• EXTRACTO DE PÁGINA:

· · · · · · ·

Pudiera juzgarse como una incoherencia incluir en la presente sección (ver nota 1 al final) –cuyo título revela de manera cristalina su objetivo– una película que poco menos que inaugura el género terrorífico del siglo XXI. La incongruencia no es tal si se entiende la función de estas páginas como la de dedicar un merecido recuerdo a películas que, hoy por hoy, tienen bien adquirido un cierto reconocimiento, ya sea como clásicos ya sea simplemente como curiosidades; atributos estos independientes de su edad. “Jeepers Creepers”, pese a su aparente juventud, se encuadra bien en este contexto. Los clásicos –fuera de su interpretación más académica y dentro de la más absoluta subjetividad (la mía)– no se definen únicamente por su antigüedad o por sus formas, sino también por la esencial virtud de su trascendencia respecto al panorama general en el que se ven inmersos; es por ello que, en muchos casos, nacen ya como tales el mismo día de su estreno.

Producida por la compañía American Zoetrope, la productora de Francis Ford Coppola, al igual que su inferior y más obvia secuela, “Jeepers Creepers 2” (Jeepers Creepers 2, 2003) que también dirigió Victor Salva, parece que pronto tendrá una tardía tercera parte, aunque todo quede aun en el terreno de la rumorología.

· · · · · · ·

• SOLICITUD PLANTEADA 1:
Cuente cuántas líneas de las entradas contienen la palabra "wall", distinguiendo entre mayúsculas y minúsculas. Indique únicamente el número.

· · · · · · ·

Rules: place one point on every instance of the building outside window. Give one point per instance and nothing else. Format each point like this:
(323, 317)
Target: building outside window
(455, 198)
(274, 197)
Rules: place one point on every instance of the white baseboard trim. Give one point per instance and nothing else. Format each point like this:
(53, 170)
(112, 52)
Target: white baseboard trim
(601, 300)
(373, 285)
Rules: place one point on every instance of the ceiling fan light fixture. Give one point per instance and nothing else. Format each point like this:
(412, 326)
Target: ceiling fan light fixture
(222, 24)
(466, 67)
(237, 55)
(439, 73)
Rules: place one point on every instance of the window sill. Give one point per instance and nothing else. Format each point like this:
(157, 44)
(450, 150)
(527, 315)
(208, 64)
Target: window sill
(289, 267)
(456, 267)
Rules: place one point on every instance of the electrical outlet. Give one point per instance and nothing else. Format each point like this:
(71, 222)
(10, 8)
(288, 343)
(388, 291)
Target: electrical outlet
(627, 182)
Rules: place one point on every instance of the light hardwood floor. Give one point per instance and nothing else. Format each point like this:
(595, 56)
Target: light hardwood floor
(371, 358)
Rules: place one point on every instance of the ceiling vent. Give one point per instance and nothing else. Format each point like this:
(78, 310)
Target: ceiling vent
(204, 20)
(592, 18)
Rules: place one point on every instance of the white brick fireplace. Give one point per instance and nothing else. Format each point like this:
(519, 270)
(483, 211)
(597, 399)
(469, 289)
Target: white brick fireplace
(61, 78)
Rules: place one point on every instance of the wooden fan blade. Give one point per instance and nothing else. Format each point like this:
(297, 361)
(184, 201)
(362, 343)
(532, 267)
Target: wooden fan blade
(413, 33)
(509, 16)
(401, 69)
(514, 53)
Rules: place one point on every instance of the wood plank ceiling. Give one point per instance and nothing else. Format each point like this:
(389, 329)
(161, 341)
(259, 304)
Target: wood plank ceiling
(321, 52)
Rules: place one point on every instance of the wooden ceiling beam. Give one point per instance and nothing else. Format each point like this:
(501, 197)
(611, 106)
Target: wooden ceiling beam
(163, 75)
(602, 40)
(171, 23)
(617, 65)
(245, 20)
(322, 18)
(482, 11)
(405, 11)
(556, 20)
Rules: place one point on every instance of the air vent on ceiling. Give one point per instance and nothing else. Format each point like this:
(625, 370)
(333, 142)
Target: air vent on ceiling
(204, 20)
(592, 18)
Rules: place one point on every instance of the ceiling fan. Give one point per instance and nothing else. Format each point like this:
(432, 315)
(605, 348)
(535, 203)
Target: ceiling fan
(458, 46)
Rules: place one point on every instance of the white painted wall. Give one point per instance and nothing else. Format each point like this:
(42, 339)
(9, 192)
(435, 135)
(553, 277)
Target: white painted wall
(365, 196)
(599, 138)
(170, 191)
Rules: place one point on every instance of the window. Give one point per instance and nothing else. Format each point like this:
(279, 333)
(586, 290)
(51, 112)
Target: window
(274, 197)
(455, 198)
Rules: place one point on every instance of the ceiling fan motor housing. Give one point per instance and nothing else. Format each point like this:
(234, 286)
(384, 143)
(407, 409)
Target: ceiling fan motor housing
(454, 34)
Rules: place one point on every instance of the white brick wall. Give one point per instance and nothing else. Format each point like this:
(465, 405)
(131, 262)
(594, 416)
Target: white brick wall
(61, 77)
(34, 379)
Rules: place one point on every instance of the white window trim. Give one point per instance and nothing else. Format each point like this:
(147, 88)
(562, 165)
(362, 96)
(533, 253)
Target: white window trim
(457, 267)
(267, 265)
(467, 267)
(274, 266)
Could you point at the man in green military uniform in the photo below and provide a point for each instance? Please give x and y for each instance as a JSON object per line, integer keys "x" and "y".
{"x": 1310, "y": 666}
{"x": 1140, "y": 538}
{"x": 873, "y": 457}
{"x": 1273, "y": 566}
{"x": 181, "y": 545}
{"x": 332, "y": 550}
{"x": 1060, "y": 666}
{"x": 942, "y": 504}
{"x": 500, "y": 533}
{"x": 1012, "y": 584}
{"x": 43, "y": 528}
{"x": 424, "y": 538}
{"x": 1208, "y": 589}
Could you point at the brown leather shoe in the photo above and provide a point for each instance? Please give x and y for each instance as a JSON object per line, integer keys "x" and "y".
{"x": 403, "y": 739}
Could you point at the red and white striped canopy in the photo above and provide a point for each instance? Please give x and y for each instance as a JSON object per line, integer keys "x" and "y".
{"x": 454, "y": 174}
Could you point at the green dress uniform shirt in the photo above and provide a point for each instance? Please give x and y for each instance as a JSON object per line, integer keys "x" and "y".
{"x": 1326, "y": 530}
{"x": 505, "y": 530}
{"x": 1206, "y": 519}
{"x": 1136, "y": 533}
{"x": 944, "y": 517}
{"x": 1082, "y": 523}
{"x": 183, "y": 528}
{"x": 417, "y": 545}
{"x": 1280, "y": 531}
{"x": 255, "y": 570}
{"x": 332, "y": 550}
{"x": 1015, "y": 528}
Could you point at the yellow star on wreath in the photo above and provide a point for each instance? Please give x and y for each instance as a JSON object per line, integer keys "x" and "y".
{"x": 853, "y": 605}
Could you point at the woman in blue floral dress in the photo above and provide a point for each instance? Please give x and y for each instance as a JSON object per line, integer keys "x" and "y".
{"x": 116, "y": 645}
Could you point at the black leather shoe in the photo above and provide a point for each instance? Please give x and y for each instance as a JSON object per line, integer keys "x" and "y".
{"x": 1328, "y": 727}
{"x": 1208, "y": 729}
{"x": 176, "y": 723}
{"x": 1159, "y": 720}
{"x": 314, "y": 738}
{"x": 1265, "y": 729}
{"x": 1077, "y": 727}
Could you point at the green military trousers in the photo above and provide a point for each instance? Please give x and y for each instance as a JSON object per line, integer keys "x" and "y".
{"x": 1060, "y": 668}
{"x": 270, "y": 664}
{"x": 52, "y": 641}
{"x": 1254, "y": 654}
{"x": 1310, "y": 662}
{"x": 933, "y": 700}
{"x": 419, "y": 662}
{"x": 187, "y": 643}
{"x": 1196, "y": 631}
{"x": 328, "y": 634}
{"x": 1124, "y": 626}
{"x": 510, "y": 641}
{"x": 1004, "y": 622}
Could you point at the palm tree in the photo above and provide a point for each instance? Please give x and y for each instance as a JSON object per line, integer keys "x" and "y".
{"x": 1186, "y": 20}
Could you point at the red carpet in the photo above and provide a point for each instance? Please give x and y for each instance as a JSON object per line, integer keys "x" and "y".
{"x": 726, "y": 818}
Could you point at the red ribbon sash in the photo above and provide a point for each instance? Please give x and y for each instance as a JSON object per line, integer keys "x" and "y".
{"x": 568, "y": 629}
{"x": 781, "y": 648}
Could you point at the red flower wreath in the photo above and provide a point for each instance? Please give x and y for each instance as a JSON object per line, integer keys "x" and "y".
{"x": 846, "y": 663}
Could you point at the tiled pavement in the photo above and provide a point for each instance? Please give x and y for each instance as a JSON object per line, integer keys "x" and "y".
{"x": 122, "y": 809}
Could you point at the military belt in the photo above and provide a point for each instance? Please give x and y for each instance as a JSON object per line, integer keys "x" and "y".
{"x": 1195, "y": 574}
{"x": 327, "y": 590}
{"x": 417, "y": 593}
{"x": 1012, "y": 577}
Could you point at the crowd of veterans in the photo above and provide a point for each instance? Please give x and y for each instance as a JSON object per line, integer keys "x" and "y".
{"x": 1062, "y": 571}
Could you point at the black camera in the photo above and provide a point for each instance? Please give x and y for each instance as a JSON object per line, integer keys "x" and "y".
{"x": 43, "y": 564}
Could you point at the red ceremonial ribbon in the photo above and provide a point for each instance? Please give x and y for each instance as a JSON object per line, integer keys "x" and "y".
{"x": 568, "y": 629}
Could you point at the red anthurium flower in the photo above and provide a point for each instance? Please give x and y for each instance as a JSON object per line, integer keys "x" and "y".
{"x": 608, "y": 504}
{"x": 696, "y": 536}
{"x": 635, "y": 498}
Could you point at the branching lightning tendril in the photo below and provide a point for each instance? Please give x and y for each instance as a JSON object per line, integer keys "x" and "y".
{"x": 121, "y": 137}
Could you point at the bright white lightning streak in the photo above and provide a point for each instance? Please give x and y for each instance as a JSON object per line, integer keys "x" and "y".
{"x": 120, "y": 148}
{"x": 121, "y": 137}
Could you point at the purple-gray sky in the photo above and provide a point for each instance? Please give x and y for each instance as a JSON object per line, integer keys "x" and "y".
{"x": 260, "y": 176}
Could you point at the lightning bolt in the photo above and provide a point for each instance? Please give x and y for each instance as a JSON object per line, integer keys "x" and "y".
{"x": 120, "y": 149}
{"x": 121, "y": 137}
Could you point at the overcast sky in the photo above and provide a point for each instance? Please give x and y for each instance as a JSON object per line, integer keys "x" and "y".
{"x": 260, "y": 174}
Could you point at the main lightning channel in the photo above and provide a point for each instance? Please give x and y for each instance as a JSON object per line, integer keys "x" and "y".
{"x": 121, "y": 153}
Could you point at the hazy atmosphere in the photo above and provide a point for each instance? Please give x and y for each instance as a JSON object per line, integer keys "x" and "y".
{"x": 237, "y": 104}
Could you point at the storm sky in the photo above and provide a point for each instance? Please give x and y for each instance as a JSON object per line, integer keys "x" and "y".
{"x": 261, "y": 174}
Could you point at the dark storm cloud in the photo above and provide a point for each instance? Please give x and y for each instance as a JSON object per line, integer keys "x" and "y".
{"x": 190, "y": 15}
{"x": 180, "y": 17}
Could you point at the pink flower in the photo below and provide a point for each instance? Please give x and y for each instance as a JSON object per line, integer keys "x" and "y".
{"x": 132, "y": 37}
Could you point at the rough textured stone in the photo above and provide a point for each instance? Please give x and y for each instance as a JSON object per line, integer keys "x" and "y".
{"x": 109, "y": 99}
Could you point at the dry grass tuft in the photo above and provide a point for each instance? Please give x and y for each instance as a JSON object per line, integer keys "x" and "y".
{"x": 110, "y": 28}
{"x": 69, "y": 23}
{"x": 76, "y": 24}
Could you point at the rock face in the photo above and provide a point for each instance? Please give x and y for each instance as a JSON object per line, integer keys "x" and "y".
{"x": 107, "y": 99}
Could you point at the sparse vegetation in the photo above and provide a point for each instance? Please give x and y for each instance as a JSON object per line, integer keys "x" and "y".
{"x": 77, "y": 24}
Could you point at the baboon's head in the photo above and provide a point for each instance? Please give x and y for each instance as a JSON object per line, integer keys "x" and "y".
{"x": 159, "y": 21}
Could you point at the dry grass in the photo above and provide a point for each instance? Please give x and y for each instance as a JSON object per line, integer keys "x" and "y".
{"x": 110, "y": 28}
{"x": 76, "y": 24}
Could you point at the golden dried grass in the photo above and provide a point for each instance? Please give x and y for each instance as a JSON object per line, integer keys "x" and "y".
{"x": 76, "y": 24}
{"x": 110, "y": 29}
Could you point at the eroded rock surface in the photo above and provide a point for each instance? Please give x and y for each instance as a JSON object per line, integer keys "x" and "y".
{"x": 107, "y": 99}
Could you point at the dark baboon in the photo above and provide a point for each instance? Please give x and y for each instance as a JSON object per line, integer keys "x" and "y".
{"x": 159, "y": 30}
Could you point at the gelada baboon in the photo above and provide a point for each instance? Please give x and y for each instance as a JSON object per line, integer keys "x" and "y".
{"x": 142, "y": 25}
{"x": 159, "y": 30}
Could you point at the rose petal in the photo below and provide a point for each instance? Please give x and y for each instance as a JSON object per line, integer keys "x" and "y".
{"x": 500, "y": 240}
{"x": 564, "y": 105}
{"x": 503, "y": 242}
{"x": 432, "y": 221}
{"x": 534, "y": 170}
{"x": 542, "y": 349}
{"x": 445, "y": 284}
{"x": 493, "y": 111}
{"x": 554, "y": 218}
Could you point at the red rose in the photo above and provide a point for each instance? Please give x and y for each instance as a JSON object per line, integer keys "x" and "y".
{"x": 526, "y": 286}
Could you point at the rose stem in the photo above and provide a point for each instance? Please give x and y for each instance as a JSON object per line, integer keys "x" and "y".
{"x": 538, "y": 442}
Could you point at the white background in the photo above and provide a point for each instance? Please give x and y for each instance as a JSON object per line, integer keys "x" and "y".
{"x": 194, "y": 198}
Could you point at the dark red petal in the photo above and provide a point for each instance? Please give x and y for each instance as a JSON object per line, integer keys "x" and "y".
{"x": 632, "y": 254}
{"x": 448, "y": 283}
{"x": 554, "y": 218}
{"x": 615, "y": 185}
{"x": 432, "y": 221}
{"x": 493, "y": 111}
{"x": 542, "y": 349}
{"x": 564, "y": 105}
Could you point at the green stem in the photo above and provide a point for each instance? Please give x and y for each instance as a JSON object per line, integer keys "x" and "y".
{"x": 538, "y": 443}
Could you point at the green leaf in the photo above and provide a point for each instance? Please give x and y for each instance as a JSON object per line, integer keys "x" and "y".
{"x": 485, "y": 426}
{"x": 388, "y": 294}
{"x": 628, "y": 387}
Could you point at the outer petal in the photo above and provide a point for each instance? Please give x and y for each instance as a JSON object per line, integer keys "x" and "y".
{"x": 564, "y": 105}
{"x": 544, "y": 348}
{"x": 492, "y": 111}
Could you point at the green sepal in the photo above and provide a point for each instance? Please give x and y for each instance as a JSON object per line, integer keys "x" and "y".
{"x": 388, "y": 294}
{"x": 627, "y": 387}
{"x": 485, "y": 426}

· · · · · · ·

• SOLICITUD PLANTEADA 2:
Responda a estas preguntas sobre el extracto dedicado a «Jeepers Creepers»:
(a) Además de la antigüedad o las formas, ¿qué virtud define a los clásicos según el autor?
(b) ¿Qué compañía produjo la película?
(c) ¿En qué año se estrenó «Jeepers Creepers 2» y quién la dirigió?

• RESPUESTA COMPLETA 1:
4

• RESPUESTA COMPLETA 2:
(a) La esencial virtud de su trascendencia respecto al panorama general en el que se ven inmersos.
(b) American Zoetrope, la productora de Francis Ford Coppola.
(c) En 2003, bajo la dirección de Victor Salva.